Source >>
⟨

In the context of professional sport, where the financial stakes are so high, it is imperative to have an acceptable degree of certainty in WADA’s provisions if they are to be enforceable under any just disciplinary system. It is arguable to say that for an athlete to have been found to have violated the WADA Code for a substance that is specifically omitted from the List, goes against the basic principles of due process and human rights, both nationally and internationally.

44

Once again, the apparent harshness of this provision must be viewed in light of the legitimate aim of sport in eradicating doping from competition. As the retrospective tests from the Beijing Olympics and the 2008 Tour de France proved, the science of doping moves faster than the testers, allowing for athletes to use derivatives of known drugs that have not yet been detected or listed on the Prohibited List, notably CERA (Continuous Erythropoiesis Receptor Activator), which was developed from the prohibited performance enhancing drug EPO (Erythropoietin). Athletes have a duty not to be negligent with regard to what substances enter their body, but this must be counter-balanced with a proportionate rule which does not unduly punish them for committing a violation where they had no reason to believe that they where undertaking such an action. To enforce such a high burden of proof where, strictly speaking, an athlete has not ingested a substance expressly mentioned within the extensive list provided for by considerable scientific research, must be exercised with due caution so that those unwitting athletes who do make honest mistakes (albeit very few), are not punished. In other words, it must be enforced in keeping with the principles of proportionality laid down in Meca-Medina andMOTOE.

45

One exception to this may be in the case where an athlete specifically looks for substances that provide performance-enhancing qualities but as yet are not mentioned on the List. However, proving intention in such an instance is once again difficult from an evidential perspective, hence the use of reversed burden of proof on the athlete. While this illustrates the difficulties once again that doping authorities face from deceitful and calculating athletes who unfortunately exist, to burden all other athletes as a result is difficult to justify legally under basic human rights principles. Teitler and Ram (2008, p. 47) make three recommendations in order to provide greater legal certainty and protection for athletes:

  1. More clarity and transparency regarding the designation of a substance as ‘related’;

  2. Increased and better communication for athletes and anti-doping organisations about these substances;

  3. A more exhaustive list of such substances provided for by WADA.

⟩

Information supplied >>
⟨

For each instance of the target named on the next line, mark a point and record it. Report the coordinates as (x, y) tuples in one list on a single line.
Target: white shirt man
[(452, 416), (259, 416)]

⟩

What you will do >> Continue the passage on the WADA Code and athletes' legal protection, starting after its final recommendation.

Response to this exercise >>
46

Further inconsistency in the future looks likely to arise from the fact that many International Federations (IFs) have not incorporated Article 15.4.1, which provides for such organisations to respect the decisions of other signatories. This means that the goal of harmonisation is further hampered by the clear omission by some authorities not to respect the decisions of other bodies. Further, WADA seems to have conceded in the new Code that TUEs have been left the IFs to have unfettered discretion in setting out the requirements for TUE applications, and are not covered by Article 15.4.1. For WADA to take this step is a considerable backward step in their goal of harmonisation.

47

Provisional suspension after a positive finding in the athlete’s ‘A’ sample

 

The new Article 7.5.1 provides for the provisional suspension of an athlete upon obtaining a positive result for a Prohibited Substance in their ‘A’ Sample. Again this is of dubious legality. Why must an athlete be prevented from competing where they have not conclusively been shown to have committed a doping offence? If the B sample is also positive, then any results in-competition that they achieve can be wiped retrospectively. If the B sample comes back negative, then this will justify the fact that they should be innocent until proven guilty. By imposing a burden that is even higher than the criminal standard adopted in most countries, it must surely be questionable whether this provision is proportionate.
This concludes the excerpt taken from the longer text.